## Your goal
Scan the records beneath this line for the line holding "Query: tire" and the line holding "Where can the porch column", then transcribe exactly those two and all lines between.

Entries taken from a collection
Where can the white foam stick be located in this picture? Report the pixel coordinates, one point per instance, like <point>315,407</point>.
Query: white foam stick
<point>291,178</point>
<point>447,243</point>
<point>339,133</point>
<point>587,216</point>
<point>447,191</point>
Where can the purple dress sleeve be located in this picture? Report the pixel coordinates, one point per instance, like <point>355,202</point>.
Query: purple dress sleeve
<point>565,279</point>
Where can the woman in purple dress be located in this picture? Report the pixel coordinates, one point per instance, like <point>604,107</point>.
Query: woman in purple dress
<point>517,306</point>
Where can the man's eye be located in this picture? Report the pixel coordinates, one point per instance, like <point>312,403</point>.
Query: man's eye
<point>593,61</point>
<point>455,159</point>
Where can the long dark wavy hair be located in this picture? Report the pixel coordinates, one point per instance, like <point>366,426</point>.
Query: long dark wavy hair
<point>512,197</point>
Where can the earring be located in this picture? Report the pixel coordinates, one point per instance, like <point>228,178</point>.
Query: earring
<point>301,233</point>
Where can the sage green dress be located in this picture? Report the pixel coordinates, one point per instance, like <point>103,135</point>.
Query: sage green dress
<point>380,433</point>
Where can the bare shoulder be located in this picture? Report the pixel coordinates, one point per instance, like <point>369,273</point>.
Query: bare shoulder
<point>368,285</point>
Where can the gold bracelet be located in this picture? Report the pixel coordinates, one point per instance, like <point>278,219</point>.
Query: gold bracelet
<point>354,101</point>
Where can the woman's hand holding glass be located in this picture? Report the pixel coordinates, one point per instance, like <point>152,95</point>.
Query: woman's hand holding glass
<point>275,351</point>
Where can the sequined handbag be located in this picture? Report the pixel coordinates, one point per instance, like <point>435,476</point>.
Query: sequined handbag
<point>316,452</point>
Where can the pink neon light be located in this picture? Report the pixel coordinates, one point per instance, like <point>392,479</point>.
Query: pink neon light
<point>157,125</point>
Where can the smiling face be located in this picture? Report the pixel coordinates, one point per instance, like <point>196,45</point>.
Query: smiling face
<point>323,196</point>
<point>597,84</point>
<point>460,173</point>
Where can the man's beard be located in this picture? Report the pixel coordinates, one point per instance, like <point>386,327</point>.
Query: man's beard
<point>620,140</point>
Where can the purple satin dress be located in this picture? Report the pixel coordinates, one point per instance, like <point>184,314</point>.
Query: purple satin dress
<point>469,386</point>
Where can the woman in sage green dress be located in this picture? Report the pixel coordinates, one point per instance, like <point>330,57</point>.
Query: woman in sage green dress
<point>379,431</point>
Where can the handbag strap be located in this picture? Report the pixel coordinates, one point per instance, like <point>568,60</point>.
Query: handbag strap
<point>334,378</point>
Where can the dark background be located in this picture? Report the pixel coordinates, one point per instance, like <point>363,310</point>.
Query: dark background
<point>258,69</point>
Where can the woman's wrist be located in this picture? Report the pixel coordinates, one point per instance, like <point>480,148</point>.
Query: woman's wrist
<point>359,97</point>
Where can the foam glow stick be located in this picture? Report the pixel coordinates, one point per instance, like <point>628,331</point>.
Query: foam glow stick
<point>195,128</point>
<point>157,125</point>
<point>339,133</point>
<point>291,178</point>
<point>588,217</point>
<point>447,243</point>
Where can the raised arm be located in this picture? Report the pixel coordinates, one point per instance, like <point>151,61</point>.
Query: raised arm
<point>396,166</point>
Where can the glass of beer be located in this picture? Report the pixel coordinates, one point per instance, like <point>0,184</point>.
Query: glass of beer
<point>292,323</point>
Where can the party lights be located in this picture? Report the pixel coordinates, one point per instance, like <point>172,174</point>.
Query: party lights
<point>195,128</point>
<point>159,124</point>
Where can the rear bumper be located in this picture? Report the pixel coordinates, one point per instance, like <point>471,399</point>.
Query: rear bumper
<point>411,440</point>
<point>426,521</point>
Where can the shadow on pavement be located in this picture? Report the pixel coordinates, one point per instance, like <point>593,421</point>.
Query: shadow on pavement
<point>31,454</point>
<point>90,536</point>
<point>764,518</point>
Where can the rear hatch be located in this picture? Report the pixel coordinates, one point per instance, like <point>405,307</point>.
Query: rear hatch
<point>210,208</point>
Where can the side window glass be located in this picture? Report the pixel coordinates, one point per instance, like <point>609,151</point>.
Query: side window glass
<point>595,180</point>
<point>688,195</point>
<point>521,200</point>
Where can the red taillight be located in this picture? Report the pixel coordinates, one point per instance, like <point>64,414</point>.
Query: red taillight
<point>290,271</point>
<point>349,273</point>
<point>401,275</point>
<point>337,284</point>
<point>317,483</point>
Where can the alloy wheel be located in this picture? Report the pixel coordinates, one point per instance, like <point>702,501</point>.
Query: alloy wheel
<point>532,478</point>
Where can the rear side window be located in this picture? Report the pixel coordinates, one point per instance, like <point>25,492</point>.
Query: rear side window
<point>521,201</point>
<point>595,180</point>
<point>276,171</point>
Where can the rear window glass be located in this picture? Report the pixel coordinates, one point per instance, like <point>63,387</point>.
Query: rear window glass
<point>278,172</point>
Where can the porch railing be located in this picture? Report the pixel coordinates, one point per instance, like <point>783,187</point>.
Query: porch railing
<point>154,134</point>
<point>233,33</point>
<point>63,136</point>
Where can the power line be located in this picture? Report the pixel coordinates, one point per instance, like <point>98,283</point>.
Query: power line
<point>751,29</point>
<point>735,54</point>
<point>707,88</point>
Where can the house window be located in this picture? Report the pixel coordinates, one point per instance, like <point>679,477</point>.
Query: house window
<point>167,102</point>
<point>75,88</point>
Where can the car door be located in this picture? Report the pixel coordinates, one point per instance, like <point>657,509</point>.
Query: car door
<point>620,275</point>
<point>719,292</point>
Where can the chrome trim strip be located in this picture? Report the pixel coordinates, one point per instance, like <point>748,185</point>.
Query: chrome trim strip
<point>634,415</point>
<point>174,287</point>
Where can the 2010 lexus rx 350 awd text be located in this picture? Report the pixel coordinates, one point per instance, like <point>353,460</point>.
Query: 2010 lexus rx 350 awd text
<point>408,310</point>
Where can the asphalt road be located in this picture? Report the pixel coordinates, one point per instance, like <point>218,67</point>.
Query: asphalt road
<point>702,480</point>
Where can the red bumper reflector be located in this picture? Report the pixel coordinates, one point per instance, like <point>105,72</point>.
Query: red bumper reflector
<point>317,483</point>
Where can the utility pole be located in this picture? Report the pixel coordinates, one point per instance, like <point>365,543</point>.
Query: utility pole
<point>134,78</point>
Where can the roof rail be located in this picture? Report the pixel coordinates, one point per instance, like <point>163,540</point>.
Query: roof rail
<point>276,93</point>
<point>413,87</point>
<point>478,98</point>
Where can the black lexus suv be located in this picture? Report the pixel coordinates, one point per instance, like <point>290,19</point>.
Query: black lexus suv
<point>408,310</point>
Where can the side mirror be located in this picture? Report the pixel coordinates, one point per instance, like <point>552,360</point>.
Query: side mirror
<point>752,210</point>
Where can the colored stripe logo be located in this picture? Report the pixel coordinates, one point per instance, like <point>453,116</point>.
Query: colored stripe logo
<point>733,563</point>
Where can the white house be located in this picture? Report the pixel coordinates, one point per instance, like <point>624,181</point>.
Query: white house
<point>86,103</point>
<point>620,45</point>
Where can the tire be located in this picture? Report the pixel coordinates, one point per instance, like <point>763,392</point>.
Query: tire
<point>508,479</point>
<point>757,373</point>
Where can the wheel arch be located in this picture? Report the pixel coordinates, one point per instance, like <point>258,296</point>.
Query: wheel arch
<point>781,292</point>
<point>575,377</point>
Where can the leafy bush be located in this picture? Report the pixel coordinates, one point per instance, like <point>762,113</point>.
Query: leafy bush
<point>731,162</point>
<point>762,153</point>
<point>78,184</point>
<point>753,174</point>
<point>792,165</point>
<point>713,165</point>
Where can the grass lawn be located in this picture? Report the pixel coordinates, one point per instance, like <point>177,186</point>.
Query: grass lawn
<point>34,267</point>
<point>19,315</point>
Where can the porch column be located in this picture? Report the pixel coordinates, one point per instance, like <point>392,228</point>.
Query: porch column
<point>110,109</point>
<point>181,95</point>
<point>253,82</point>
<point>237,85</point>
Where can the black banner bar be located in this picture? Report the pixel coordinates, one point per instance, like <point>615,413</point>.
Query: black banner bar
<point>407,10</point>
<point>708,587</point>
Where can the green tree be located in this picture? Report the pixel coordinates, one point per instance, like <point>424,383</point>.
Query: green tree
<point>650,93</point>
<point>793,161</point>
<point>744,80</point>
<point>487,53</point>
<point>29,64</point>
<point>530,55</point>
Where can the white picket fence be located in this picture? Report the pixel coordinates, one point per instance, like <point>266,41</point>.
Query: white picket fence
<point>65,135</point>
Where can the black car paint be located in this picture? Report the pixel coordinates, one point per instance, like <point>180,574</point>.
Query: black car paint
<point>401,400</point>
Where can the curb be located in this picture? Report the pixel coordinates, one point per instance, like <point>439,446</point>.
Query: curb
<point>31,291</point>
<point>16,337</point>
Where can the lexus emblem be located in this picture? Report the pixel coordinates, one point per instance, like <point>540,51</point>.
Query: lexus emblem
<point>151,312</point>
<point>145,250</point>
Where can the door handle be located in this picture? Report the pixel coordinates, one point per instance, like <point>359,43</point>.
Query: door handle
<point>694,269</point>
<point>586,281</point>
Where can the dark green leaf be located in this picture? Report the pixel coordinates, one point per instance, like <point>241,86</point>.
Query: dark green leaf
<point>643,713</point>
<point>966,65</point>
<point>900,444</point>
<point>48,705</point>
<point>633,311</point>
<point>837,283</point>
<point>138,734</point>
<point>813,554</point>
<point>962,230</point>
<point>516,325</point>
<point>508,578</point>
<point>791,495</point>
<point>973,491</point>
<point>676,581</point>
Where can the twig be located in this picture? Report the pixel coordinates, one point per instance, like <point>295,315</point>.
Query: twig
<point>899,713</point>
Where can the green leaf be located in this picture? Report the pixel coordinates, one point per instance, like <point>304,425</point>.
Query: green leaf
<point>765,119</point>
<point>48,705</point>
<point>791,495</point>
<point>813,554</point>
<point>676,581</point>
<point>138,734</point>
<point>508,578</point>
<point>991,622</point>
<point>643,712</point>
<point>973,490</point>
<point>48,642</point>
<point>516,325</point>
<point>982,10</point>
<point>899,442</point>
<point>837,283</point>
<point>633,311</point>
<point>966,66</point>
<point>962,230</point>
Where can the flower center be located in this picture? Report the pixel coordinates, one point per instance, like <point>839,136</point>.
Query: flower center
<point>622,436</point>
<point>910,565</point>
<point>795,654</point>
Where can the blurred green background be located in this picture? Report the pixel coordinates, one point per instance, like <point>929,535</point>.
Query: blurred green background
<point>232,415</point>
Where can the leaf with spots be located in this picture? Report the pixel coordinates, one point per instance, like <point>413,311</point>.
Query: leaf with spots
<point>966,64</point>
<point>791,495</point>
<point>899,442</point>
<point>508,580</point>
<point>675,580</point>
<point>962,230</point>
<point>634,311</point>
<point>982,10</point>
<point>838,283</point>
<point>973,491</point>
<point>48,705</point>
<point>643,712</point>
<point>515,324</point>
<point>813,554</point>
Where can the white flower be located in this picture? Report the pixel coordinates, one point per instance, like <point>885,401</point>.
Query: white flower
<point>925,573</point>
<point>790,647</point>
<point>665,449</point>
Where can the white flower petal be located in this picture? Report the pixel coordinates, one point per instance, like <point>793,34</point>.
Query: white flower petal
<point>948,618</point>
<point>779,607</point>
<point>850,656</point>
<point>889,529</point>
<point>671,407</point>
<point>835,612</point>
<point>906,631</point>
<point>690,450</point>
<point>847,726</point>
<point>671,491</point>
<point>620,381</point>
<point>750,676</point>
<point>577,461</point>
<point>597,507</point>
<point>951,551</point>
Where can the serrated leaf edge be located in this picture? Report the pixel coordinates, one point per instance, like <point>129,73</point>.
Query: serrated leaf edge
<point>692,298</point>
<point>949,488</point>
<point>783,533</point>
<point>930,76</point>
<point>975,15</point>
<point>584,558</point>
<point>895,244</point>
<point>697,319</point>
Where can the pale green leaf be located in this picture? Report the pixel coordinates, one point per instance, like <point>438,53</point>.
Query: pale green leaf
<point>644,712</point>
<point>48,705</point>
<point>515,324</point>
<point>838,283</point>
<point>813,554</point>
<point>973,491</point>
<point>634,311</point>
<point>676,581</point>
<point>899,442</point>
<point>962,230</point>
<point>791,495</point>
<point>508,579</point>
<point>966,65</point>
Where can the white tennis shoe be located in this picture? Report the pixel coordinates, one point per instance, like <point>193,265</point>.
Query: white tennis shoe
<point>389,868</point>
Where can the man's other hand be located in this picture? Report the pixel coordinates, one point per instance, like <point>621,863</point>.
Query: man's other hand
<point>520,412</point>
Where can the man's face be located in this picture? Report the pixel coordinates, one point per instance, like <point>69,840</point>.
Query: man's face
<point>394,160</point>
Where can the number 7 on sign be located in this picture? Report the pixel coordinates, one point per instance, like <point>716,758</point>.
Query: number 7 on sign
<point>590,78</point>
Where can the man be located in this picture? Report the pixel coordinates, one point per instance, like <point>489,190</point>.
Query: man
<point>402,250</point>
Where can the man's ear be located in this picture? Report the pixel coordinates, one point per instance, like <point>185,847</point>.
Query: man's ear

## Answer box
Query: tire
<point>508,479</point>
<point>757,373</point>
Where can the wheel arch be located in this picture? Report the pixel coordinates, one point per instance, like <point>258,296</point>.
Query: wheel arch
<point>781,292</point>
<point>575,377</point>
Where can the leafy bush be located in this picture? Report the pixel coordinates, one point per instance, like <point>762,113</point>.
Query: leafy bush
<point>731,162</point>
<point>762,153</point>
<point>78,184</point>
<point>753,174</point>
<point>792,165</point>
<point>713,165</point>
Where can the grass lawn be located in this picture? Report the pixel coordinates, one point per instance, like <point>177,186</point>.
Query: grass lawn
<point>34,267</point>
<point>19,315</point>
Where can the porch column be located in this picture? Report the pixel coordinates, one point per instance, like <point>392,228</point>.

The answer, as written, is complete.